◆ **STATED PROBLEM**:
Pull out every line of the rows that contains the word "with", and copy each one unchanged.

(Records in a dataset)

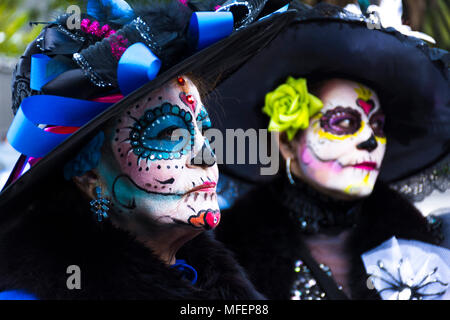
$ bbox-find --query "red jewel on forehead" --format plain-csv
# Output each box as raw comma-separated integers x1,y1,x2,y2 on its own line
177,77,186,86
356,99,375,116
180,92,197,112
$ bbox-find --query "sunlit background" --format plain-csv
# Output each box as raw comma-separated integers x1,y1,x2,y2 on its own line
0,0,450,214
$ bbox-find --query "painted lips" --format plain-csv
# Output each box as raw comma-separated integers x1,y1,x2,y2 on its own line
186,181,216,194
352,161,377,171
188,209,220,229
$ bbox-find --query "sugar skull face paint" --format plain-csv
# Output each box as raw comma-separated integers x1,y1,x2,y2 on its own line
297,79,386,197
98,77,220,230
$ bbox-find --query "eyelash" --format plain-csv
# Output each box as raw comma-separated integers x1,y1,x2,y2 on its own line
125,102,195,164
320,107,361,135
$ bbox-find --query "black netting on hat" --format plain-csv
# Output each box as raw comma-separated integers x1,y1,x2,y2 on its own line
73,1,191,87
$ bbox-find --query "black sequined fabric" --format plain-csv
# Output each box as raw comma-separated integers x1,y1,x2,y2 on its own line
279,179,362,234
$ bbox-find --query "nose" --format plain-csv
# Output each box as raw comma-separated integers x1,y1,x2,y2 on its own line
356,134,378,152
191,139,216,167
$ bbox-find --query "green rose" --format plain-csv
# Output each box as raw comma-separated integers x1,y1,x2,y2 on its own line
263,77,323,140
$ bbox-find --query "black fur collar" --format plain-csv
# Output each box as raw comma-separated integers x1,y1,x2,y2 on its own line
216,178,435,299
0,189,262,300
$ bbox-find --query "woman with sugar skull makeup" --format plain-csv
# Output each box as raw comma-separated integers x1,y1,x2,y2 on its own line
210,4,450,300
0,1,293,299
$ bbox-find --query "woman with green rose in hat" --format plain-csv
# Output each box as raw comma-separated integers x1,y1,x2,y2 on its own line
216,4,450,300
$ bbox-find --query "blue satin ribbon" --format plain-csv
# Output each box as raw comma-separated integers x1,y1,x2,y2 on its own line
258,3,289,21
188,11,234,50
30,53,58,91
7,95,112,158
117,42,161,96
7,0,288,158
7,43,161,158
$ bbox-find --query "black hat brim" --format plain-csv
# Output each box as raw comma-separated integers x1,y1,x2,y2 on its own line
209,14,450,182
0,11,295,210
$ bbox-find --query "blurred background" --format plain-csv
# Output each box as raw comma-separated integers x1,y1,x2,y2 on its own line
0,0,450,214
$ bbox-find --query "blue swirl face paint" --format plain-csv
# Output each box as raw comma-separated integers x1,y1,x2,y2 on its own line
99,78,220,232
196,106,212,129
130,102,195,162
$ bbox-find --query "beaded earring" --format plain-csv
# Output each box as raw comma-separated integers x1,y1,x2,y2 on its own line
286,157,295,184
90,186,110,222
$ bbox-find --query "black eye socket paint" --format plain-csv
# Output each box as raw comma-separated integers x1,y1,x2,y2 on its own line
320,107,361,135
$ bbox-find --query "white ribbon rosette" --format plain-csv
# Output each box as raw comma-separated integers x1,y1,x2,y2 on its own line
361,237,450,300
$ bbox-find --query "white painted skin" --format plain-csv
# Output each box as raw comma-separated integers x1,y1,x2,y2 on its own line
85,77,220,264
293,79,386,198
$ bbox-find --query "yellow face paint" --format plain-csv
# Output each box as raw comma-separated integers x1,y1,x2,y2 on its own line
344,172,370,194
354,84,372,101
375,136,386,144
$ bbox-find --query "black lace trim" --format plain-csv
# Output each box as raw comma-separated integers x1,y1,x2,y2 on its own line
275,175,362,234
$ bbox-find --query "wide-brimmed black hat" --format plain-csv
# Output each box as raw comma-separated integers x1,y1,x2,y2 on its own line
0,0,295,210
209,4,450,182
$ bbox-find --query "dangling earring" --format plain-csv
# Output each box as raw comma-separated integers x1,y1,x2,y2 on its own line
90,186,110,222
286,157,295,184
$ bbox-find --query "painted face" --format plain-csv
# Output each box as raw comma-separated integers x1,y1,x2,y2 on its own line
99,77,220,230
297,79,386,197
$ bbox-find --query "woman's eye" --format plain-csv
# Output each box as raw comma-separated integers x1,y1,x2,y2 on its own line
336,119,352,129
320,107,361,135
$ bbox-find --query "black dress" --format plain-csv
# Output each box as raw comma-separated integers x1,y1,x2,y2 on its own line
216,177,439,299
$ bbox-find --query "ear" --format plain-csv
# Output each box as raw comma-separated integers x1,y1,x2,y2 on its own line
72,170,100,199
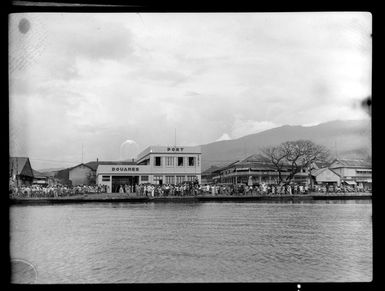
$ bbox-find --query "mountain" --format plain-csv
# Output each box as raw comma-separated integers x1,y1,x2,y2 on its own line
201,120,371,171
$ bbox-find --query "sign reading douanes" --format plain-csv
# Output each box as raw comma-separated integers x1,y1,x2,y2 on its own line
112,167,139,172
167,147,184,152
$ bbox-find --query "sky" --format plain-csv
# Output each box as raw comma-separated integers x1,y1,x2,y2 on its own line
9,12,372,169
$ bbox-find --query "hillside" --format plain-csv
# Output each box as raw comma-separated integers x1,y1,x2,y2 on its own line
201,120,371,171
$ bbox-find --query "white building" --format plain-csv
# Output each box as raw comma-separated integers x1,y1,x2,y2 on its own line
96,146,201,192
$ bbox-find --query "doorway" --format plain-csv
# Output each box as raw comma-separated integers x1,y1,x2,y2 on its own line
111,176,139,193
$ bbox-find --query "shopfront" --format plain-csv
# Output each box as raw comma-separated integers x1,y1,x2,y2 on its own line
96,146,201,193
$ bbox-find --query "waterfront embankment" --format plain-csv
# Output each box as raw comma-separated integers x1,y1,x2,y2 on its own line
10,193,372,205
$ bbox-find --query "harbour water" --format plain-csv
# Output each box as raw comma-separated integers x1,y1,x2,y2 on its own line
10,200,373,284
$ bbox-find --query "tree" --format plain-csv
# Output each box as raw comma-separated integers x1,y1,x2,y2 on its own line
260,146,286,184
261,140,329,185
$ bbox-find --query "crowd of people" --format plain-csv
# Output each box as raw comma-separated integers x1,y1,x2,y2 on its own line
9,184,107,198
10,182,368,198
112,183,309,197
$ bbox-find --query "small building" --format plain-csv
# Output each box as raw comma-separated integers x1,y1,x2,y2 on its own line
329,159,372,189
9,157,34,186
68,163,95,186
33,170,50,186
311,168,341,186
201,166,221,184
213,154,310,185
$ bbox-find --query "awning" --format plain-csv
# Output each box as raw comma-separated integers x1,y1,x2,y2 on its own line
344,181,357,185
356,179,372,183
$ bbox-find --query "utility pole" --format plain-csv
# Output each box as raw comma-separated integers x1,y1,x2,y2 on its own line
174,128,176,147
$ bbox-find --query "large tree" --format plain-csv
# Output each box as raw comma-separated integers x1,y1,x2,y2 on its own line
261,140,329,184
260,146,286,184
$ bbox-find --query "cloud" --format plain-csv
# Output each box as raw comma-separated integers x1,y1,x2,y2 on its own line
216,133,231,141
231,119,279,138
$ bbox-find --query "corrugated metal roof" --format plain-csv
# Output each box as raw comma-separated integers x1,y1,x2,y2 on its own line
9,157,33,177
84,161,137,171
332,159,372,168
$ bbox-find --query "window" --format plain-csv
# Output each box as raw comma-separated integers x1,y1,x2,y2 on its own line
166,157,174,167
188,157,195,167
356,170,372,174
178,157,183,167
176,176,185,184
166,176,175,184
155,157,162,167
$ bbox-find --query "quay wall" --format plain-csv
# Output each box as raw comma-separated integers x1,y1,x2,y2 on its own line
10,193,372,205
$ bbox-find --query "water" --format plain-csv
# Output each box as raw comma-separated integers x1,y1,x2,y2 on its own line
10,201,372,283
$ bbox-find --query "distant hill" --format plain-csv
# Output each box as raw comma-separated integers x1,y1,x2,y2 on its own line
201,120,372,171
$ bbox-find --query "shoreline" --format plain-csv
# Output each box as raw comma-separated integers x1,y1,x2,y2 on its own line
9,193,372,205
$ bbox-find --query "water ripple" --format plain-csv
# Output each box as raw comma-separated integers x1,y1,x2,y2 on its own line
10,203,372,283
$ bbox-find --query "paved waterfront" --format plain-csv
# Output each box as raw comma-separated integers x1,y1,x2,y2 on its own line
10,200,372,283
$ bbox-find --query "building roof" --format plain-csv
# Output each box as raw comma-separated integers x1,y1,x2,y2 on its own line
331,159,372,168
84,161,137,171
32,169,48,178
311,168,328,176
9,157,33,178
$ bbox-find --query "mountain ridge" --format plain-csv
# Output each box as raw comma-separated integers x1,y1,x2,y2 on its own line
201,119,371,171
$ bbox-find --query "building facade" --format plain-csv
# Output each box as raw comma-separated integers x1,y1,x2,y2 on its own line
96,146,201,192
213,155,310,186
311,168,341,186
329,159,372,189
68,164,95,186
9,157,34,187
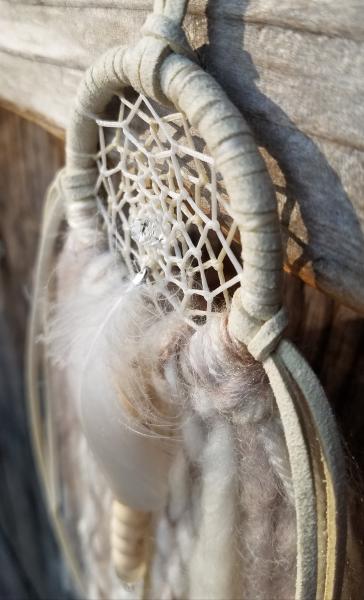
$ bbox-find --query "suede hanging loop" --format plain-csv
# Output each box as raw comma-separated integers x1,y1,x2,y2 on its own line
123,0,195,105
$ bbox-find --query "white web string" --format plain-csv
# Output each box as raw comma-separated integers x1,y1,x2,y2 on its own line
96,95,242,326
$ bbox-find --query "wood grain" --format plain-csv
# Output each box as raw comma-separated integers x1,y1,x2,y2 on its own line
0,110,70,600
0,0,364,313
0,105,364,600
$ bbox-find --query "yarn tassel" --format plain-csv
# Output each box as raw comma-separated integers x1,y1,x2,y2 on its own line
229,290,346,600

* * *

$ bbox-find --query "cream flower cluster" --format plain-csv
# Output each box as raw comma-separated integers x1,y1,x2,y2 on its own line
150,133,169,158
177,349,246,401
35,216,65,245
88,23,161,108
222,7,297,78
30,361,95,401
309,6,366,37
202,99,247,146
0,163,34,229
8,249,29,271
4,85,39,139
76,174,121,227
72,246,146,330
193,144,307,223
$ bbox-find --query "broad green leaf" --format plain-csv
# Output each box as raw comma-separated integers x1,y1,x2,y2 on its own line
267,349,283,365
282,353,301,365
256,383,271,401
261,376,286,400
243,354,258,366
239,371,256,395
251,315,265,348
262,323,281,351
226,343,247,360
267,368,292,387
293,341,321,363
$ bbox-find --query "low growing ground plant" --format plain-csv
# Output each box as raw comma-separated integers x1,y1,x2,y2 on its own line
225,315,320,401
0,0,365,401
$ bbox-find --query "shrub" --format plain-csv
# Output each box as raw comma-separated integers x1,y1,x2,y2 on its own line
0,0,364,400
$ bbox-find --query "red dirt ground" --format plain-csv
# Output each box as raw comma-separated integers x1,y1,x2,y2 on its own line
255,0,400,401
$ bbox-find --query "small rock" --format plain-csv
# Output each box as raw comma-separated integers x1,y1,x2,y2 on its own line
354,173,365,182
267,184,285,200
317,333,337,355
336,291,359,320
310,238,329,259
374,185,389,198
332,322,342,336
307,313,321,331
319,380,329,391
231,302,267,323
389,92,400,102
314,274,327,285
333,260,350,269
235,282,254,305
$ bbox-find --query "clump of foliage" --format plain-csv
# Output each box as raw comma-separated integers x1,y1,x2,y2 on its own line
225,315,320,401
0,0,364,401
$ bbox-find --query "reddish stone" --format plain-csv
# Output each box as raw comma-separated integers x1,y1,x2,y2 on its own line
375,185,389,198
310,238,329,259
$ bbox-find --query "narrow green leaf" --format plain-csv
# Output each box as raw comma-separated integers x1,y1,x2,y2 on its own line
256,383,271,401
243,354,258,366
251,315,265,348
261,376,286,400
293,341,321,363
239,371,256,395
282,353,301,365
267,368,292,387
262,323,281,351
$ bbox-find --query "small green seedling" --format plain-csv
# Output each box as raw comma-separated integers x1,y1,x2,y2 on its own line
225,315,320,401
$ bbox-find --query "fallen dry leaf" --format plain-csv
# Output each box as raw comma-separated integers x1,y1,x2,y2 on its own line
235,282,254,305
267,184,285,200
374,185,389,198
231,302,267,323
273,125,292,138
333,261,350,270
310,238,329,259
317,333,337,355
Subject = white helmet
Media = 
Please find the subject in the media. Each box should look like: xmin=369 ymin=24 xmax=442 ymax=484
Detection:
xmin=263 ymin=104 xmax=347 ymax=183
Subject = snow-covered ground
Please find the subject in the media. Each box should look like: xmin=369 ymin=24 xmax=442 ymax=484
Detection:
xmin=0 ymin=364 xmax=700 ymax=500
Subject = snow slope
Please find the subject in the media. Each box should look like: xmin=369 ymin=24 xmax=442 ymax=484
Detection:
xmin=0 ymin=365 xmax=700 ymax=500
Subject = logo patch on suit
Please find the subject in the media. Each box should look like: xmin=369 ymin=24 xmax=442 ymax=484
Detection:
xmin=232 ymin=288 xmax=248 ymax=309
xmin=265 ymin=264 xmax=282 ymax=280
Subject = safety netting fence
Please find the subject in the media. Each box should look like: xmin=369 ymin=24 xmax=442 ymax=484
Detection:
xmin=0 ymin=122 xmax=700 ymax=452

◆ **ANSWER TO THE TASK**:
$ bbox-find --query "woman with sugar skull makeup" --format plain-csv
$ bbox-find --query "woman with green rose in hat" --format plain-csv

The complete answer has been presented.